## Exercise task
Only the lines from the line holding "Greenhouse-scouting request: tag the aluminum" to the last line should be output, each exactly as given.

[Pointing and labeling entries]
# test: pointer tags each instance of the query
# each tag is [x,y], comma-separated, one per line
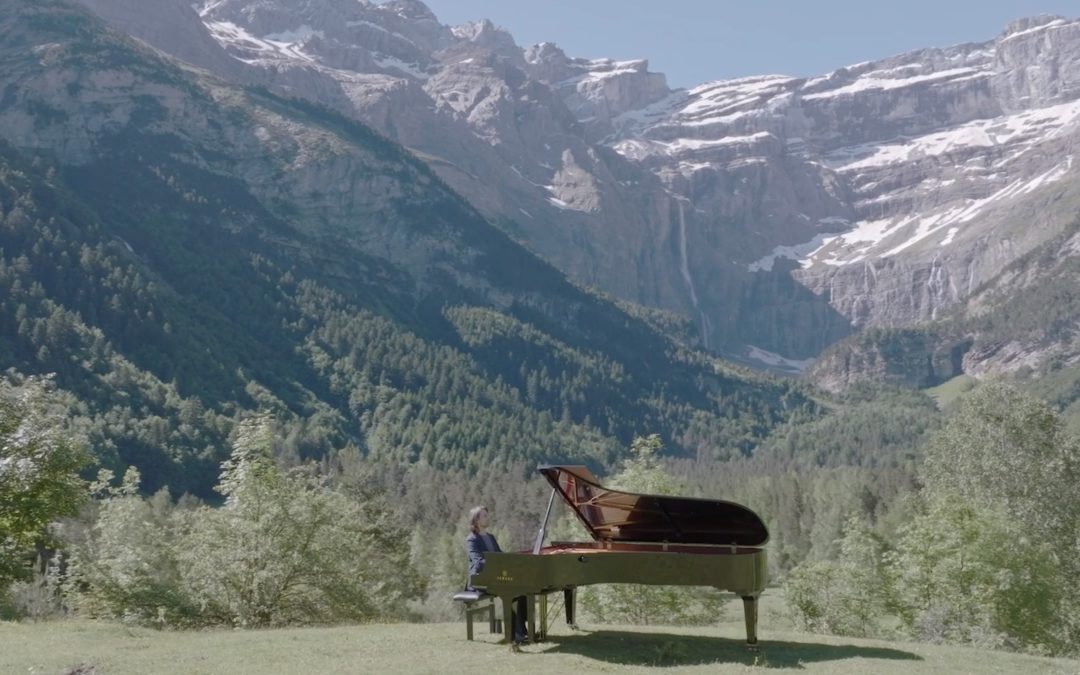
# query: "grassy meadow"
[111,648]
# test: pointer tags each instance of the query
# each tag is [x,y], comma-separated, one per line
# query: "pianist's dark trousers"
[521,618]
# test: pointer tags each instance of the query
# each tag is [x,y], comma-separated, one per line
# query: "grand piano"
[647,539]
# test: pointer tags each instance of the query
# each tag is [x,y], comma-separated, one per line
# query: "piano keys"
[646,539]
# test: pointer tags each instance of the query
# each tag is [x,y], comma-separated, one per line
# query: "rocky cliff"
[780,213]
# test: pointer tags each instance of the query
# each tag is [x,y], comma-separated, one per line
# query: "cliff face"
[781,214]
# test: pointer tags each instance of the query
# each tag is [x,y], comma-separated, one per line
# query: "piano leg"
[750,611]
[568,597]
[531,604]
[543,619]
[508,619]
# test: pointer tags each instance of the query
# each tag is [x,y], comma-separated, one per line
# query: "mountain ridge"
[184,252]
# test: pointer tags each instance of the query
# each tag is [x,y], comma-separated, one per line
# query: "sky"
[694,41]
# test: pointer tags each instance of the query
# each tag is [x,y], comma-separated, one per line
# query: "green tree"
[39,472]
[964,574]
[846,596]
[285,549]
[1008,455]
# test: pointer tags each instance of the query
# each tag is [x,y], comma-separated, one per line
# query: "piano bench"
[477,602]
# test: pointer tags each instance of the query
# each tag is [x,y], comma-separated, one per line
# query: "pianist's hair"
[473,515]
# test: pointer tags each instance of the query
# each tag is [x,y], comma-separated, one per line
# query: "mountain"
[780,214]
[183,251]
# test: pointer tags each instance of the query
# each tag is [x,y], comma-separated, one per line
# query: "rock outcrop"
[781,214]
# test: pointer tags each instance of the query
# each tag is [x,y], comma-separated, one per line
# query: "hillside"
[181,251]
[428,648]
[780,213]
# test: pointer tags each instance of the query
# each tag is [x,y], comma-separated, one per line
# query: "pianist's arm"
[474,547]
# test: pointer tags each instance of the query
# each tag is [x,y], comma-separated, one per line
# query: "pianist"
[478,541]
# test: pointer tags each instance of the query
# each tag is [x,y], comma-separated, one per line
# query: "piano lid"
[626,516]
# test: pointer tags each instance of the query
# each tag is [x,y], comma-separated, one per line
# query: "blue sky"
[693,41]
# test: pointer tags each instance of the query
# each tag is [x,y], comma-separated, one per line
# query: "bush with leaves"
[285,549]
[969,575]
[39,473]
[990,552]
[642,604]
[847,596]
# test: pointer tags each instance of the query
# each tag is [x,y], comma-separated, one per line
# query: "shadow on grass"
[664,649]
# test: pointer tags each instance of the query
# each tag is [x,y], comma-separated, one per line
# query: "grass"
[116,649]
[948,392]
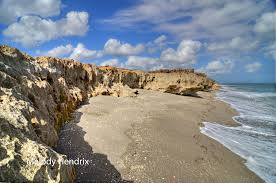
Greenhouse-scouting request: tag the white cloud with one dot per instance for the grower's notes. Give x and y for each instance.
(218, 67)
(235, 44)
(253, 67)
(60, 51)
(111, 62)
(144, 63)
(115, 47)
(219, 19)
(10, 10)
(33, 30)
(161, 40)
(184, 54)
(271, 51)
(266, 25)
(157, 44)
(82, 53)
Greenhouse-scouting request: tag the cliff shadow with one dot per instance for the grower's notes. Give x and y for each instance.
(72, 143)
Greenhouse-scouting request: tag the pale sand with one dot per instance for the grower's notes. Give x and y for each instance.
(153, 137)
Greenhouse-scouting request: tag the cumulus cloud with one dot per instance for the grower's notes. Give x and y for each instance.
(235, 44)
(144, 63)
(111, 62)
(60, 51)
(33, 30)
(82, 53)
(10, 10)
(157, 44)
(218, 67)
(115, 47)
(266, 26)
(160, 41)
(253, 67)
(184, 54)
(271, 51)
(194, 19)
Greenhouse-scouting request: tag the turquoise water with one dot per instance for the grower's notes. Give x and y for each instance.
(255, 139)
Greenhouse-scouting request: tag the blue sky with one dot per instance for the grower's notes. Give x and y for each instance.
(231, 41)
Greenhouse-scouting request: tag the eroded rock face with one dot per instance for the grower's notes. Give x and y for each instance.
(38, 95)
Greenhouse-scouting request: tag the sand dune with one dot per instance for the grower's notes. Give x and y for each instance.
(153, 137)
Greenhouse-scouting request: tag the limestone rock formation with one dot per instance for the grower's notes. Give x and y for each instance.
(38, 95)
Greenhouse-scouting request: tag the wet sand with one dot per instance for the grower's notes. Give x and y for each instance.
(153, 137)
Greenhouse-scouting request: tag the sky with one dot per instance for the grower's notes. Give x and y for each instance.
(232, 41)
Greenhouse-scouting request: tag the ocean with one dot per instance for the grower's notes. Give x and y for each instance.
(255, 139)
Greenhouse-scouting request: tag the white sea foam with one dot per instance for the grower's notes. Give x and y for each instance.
(255, 139)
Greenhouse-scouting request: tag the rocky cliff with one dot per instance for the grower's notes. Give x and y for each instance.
(38, 95)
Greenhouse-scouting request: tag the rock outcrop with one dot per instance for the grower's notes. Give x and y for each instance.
(38, 95)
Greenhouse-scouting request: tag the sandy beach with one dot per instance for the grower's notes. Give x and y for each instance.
(154, 137)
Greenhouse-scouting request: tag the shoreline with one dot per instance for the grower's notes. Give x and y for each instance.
(153, 137)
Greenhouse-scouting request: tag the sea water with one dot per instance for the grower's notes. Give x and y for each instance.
(255, 139)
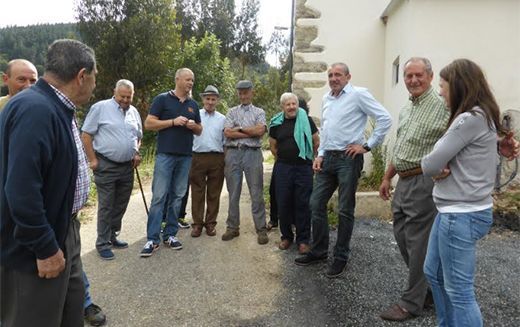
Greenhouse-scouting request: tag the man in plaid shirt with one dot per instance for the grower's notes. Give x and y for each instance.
(422, 121)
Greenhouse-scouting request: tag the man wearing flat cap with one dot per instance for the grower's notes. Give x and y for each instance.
(244, 127)
(207, 165)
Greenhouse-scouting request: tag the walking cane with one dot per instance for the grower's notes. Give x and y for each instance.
(141, 187)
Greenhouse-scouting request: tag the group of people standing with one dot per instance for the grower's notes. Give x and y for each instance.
(443, 155)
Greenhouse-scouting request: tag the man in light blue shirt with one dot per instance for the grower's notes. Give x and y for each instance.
(345, 111)
(207, 165)
(112, 133)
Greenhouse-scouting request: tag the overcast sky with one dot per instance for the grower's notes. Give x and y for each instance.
(27, 12)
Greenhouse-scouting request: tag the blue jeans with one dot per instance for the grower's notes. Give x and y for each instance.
(88, 300)
(170, 178)
(248, 162)
(450, 265)
(337, 171)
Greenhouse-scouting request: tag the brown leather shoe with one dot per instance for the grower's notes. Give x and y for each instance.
(211, 230)
(395, 313)
(304, 248)
(284, 244)
(262, 237)
(196, 230)
(428, 301)
(230, 234)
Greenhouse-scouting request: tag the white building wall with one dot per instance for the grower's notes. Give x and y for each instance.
(487, 32)
(351, 32)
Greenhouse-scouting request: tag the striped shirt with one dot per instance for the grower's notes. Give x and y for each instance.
(83, 180)
(422, 122)
(245, 116)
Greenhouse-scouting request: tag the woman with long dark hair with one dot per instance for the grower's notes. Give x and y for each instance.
(463, 165)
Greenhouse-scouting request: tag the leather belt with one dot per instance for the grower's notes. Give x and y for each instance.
(242, 147)
(124, 163)
(209, 152)
(410, 172)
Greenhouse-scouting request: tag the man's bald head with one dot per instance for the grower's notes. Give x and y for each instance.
(19, 75)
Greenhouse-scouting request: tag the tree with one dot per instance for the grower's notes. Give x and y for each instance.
(248, 44)
(203, 58)
(198, 17)
(133, 39)
(279, 46)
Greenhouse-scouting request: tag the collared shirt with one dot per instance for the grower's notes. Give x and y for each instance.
(83, 179)
(245, 116)
(175, 140)
(116, 131)
(212, 137)
(422, 121)
(344, 118)
(3, 101)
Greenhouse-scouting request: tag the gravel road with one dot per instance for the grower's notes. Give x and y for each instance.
(240, 283)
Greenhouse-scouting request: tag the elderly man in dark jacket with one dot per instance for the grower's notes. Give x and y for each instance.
(44, 183)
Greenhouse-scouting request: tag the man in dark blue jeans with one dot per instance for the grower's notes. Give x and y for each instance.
(175, 116)
(345, 110)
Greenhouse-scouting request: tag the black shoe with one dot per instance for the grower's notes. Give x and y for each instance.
(337, 268)
(117, 244)
(94, 315)
(309, 259)
(271, 225)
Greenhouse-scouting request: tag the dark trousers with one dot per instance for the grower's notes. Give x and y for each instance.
(273, 205)
(114, 183)
(206, 180)
(342, 172)
(293, 191)
(414, 213)
(28, 300)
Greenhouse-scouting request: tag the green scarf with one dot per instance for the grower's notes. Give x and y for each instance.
(302, 132)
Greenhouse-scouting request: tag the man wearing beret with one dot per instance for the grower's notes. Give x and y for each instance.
(207, 165)
(244, 127)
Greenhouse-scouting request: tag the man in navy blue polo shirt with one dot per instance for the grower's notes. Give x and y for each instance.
(175, 116)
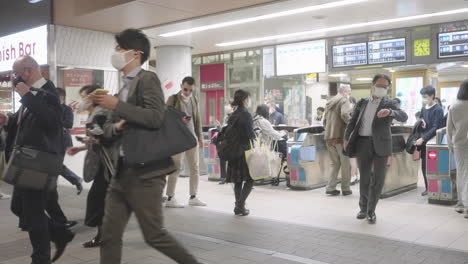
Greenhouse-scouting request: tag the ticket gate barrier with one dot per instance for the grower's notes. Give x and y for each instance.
(203, 170)
(402, 175)
(307, 159)
(441, 172)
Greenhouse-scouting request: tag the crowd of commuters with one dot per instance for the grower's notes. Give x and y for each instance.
(357, 136)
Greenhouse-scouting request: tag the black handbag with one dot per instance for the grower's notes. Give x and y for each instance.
(32, 169)
(227, 143)
(146, 146)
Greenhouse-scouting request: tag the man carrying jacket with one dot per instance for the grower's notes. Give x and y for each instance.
(39, 119)
(185, 101)
(337, 115)
(135, 189)
(368, 137)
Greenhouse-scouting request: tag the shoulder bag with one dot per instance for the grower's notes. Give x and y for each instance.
(32, 169)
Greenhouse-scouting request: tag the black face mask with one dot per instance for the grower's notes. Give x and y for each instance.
(17, 80)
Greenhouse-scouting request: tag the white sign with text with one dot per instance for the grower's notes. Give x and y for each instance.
(31, 42)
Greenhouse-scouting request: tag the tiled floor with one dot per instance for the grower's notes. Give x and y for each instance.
(285, 226)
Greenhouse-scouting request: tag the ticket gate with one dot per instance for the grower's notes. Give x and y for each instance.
(402, 174)
(307, 159)
(441, 171)
(184, 171)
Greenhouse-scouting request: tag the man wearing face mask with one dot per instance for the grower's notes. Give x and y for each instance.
(368, 137)
(185, 101)
(138, 189)
(433, 118)
(40, 122)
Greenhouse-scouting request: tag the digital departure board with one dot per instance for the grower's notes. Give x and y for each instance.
(453, 44)
(349, 55)
(387, 51)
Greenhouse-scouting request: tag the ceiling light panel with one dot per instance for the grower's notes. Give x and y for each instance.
(344, 27)
(264, 17)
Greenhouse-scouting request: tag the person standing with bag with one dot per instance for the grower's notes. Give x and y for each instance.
(238, 171)
(457, 133)
(185, 101)
(136, 188)
(37, 124)
(96, 168)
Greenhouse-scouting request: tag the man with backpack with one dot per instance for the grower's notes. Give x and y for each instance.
(185, 101)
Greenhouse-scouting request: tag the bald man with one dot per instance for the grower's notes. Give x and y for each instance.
(39, 118)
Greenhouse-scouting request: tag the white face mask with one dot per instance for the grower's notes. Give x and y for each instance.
(379, 92)
(83, 105)
(118, 59)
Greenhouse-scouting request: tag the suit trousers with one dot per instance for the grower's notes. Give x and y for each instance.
(30, 206)
(128, 193)
(192, 157)
(338, 160)
(372, 169)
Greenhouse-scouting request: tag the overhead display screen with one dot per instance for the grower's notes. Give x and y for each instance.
(301, 58)
(387, 51)
(349, 55)
(453, 44)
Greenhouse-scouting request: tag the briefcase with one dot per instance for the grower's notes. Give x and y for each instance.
(33, 169)
(143, 146)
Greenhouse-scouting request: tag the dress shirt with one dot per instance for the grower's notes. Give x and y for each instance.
(368, 117)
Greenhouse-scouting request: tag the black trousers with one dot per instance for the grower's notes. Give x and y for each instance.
(372, 169)
(423, 149)
(30, 207)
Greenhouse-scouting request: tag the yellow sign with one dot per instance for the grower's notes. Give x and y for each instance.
(422, 47)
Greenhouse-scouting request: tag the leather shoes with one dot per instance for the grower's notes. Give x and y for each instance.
(333, 193)
(70, 224)
(371, 218)
(62, 243)
(361, 215)
(346, 193)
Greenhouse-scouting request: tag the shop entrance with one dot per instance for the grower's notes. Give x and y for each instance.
(214, 105)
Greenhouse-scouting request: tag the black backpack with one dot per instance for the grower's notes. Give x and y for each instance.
(228, 143)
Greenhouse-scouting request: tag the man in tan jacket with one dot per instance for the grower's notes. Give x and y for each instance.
(337, 115)
(185, 101)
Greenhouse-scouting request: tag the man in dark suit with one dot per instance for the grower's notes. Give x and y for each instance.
(368, 137)
(39, 119)
(53, 208)
(138, 190)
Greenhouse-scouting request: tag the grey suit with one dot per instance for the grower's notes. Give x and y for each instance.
(372, 151)
(140, 189)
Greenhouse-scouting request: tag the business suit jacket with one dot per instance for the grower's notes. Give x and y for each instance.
(67, 121)
(41, 124)
(176, 102)
(145, 107)
(381, 133)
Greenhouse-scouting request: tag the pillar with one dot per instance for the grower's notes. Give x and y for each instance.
(173, 63)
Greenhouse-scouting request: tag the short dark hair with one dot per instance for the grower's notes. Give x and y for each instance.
(428, 90)
(463, 91)
(188, 80)
(88, 89)
(263, 110)
(239, 97)
(61, 92)
(381, 76)
(134, 39)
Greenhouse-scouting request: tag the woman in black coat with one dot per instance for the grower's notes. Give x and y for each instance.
(238, 172)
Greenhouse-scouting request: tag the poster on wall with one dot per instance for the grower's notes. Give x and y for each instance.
(407, 90)
(448, 96)
(73, 81)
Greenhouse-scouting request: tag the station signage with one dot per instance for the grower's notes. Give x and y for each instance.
(31, 42)
(387, 51)
(350, 55)
(453, 44)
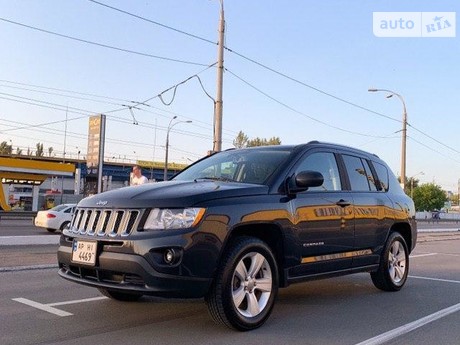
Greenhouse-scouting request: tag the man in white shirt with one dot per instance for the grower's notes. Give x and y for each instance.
(138, 178)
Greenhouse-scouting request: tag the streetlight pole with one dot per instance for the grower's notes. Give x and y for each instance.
(412, 183)
(404, 133)
(171, 125)
(220, 77)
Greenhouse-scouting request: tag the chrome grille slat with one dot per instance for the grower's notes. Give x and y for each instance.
(106, 222)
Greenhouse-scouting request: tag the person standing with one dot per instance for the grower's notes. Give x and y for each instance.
(138, 178)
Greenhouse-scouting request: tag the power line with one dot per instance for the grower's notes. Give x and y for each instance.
(311, 87)
(64, 90)
(273, 71)
(430, 148)
(153, 22)
(101, 44)
(85, 112)
(299, 112)
(436, 140)
(59, 94)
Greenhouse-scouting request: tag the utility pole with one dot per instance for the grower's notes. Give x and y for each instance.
(220, 78)
(404, 133)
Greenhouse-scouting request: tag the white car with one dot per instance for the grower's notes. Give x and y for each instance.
(56, 218)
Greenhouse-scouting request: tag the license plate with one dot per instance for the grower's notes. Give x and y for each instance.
(84, 252)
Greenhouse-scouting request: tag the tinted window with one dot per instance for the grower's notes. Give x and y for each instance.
(325, 163)
(382, 175)
(357, 173)
(246, 165)
(370, 178)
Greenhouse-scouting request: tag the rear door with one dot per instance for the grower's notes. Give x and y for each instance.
(324, 216)
(370, 207)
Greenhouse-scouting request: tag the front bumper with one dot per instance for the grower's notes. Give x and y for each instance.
(129, 272)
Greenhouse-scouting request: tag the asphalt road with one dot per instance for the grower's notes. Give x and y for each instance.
(38, 307)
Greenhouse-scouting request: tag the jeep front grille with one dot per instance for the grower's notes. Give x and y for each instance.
(105, 222)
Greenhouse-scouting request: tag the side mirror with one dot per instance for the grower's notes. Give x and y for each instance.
(304, 180)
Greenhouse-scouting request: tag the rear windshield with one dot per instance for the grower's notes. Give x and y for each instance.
(246, 166)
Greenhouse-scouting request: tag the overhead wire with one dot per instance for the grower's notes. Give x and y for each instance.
(231, 51)
(102, 44)
(299, 112)
(65, 90)
(432, 149)
(153, 22)
(274, 71)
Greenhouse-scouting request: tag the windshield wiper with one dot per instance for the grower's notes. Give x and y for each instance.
(215, 178)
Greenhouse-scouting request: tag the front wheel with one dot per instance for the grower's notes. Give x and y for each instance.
(394, 265)
(244, 291)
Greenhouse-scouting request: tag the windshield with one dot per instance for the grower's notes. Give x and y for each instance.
(246, 165)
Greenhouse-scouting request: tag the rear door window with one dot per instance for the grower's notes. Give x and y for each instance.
(382, 175)
(359, 177)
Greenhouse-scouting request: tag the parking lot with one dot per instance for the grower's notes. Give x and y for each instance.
(38, 307)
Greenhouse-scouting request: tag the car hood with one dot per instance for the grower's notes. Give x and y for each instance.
(171, 194)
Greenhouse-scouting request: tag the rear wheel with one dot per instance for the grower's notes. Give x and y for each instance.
(394, 265)
(244, 291)
(64, 226)
(120, 296)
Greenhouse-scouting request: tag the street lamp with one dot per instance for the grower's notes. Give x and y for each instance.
(171, 125)
(404, 134)
(412, 183)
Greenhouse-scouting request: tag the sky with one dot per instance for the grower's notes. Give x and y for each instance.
(297, 70)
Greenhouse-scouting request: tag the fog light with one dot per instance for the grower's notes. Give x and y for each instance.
(169, 256)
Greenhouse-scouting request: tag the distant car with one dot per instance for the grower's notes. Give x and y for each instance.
(57, 218)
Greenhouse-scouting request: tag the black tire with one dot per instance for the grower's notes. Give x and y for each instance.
(64, 225)
(244, 303)
(120, 296)
(394, 265)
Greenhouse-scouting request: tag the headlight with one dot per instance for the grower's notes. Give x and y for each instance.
(183, 218)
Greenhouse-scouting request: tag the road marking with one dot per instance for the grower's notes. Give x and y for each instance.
(43, 307)
(50, 306)
(27, 268)
(422, 255)
(397, 332)
(29, 240)
(436, 279)
(78, 301)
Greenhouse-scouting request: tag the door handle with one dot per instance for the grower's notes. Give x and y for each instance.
(343, 203)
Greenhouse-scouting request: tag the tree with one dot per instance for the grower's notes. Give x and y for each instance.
(429, 197)
(5, 149)
(241, 140)
(39, 152)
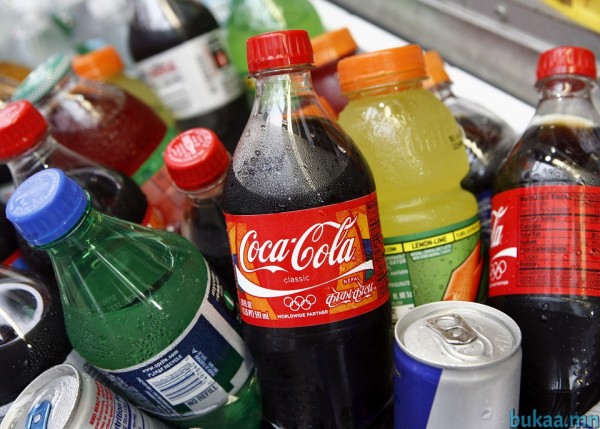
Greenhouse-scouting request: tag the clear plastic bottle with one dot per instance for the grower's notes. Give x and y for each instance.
(252, 17)
(329, 49)
(143, 307)
(27, 146)
(179, 50)
(32, 332)
(414, 148)
(197, 162)
(544, 260)
(105, 65)
(489, 138)
(302, 220)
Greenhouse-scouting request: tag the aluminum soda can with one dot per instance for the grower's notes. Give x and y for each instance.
(457, 366)
(64, 398)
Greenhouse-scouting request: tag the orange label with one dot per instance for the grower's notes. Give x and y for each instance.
(546, 240)
(309, 267)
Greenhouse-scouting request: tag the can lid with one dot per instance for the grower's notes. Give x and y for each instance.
(21, 127)
(567, 60)
(196, 158)
(46, 206)
(371, 69)
(100, 64)
(332, 46)
(457, 334)
(278, 49)
(53, 396)
(435, 67)
(41, 81)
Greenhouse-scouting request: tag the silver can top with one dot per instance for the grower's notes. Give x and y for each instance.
(47, 402)
(457, 334)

## Task solution
Greenhouse-scouting request: tag the aluminum soda can with one dot per instance for the grower's notes. Give x and y for each instance.
(457, 366)
(64, 398)
Greenhouse-scouting request: tag the orange label with one dot per instance for the grower's notes. Give x and y for each instance.
(546, 240)
(309, 267)
Greenhouse-scouting request: tag the can lid with one dot per instance for the grower's notes. Give x and y for each instance.
(21, 127)
(567, 60)
(196, 158)
(46, 206)
(371, 69)
(100, 64)
(332, 46)
(457, 334)
(278, 49)
(53, 396)
(435, 67)
(41, 81)
Greenhouse-scouting request: tag the silver can top with one dot per instance for the grower's notes. Give x and y for each instance.
(47, 402)
(457, 334)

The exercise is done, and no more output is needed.